Randomised trial of laxatives in treatment of childhood encopresis.
Nolan T, Debelle G, Oberklaid F, Coffey C
Lancet. 1991;338(8766):523.
Primary faecal incontinence (encopresis) in children is usually treated with laxative medication and a behaviour modification programme aimed at promoting regular toileting, but the effectiveness of laxatives has never been adequately investigated. 169 children with encopresis and evidence of stool on plain abdominal radiograph were randomly allocated to receive multimodal (MM) therapy (laxatives plus behaviour modification; n = 83) or behaviour modification alone (BM; n = 86). Mean (SD) follow-up was 55.1 (27.0) weeks and 56.7 (32.0) weeks, respectively. By 12 months' follow-up 42 (51%) of the MM group and 31 (36%) of the BM group (p = 0.079) had achieved remission (at least one 4 week period with no soiling episodes) and 52 (63%) vs 37 (43%) (p = 0.016) had achieved at least partial remission (soiling no more than once a week). MM subjects achieved remission significantly sooner than BM subjects, and the difference in the Kaplan-Meier remission curves was most striking in the first 30 weeks of follow-up (p = 0.012). The patterns of compliance with toileting in the treatment groups were almost identical, although about 1 in 8 children overall did not comply with the sitting programme. After exclusion of the 24 poor compliers, there was no significant difference between BM and MM groups. This study shows a clear advantage overall for the use of laxative medication, although the benefit may not be as great for children who are able to maintain regular toileting.
University of Melbourne Department of Paediatrics, Australia.

# [Exercise goal]
Please list every p value reported in the laxative trial abstract above.

# [Supplied records]
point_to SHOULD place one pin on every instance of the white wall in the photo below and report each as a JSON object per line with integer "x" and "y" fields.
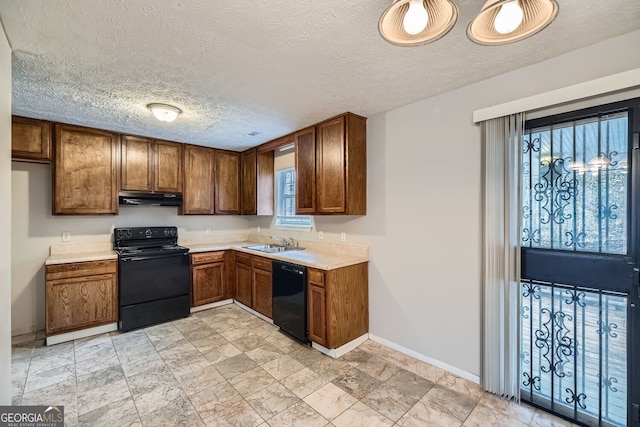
{"x": 5, "y": 220}
{"x": 34, "y": 230}
{"x": 424, "y": 206}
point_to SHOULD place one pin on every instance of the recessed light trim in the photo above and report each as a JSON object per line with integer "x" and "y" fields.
{"x": 441, "y": 17}
{"x": 537, "y": 15}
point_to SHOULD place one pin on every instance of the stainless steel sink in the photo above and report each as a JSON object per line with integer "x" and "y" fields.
{"x": 272, "y": 248}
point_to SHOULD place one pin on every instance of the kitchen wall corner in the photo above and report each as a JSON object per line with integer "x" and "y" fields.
{"x": 5, "y": 220}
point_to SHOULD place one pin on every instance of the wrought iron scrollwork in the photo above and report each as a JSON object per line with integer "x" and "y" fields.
{"x": 555, "y": 190}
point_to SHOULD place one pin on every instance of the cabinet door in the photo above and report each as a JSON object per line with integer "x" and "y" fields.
{"x": 227, "y": 182}
{"x": 306, "y": 171}
{"x": 198, "y": 181}
{"x": 243, "y": 284}
{"x": 30, "y": 140}
{"x": 136, "y": 169}
{"x": 330, "y": 167}
{"x": 80, "y": 302}
{"x": 168, "y": 167}
{"x": 208, "y": 283}
{"x": 248, "y": 182}
{"x": 262, "y": 292}
{"x": 85, "y": 171}
{"x": 316, "y": 315}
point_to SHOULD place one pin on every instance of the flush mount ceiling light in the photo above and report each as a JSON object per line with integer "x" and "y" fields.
{"x": 417, "y": 22}
{"x": 507, "y": 21}
{"x": 164, "y": 112}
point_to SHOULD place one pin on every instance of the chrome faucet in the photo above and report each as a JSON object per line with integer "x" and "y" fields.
{"x": 279, "y": 239}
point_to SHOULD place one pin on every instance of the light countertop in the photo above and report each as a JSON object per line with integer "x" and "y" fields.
{"x": 318, "y": 255}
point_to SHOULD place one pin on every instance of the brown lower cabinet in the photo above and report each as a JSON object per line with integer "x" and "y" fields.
{"x": 261, "y": 290}
{"x": 80, "y": 295}
{"x": 210, "y": 277}
{"x": 253, "y": 282}
{"x": 337, "y": 305}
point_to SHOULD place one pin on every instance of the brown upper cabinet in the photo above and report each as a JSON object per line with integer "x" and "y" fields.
{"x": 306, "y": 171}
{"x": 257, "y": 182}
{"x": 227, "y": 182}
{"x": 150, "y": 165}
{"x": 331, "y": 167}
{"x": 198, "y": 181}
{"x": 85, "y": 171}
{"x": 168, "y": 167}
{"x": 30, "y": 140}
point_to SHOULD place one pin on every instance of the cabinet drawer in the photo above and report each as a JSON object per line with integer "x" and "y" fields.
{"x": 243, "y": 259}
{"x": 206, "y": 257}
{"x": 316, "y": 277}
{"x": 262, "y": 263}
{"x": 80, "y": 269}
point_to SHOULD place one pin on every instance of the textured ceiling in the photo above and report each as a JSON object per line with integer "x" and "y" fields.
{"x": 241, "y": 66}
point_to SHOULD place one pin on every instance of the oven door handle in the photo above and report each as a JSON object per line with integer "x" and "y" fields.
{"x": 145, "y": 258}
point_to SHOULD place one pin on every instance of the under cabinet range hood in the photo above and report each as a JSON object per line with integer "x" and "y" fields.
{"x": 150, "y": 199}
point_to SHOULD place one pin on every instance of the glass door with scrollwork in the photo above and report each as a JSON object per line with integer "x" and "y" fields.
{"x": 580, "y": 256}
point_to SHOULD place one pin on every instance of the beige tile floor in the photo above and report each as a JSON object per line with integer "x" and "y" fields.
{"x": 226, "y": 367}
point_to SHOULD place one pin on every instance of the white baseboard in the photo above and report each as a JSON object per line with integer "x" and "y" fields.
{"x": 342, "y": 350}
{"x": 252, "y": 311}
{"x": 452, "y": 369}
{"x": 84, "y": 333}
{"x": 211, "y": 305}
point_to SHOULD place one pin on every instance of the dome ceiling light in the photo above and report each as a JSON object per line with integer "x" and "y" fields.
{"x": 164, "y": 112}
{"x": 417, "y": 22}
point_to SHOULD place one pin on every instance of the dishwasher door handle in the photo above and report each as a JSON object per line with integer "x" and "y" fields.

# [Solution for this task]
0.079, 0.016, 0.012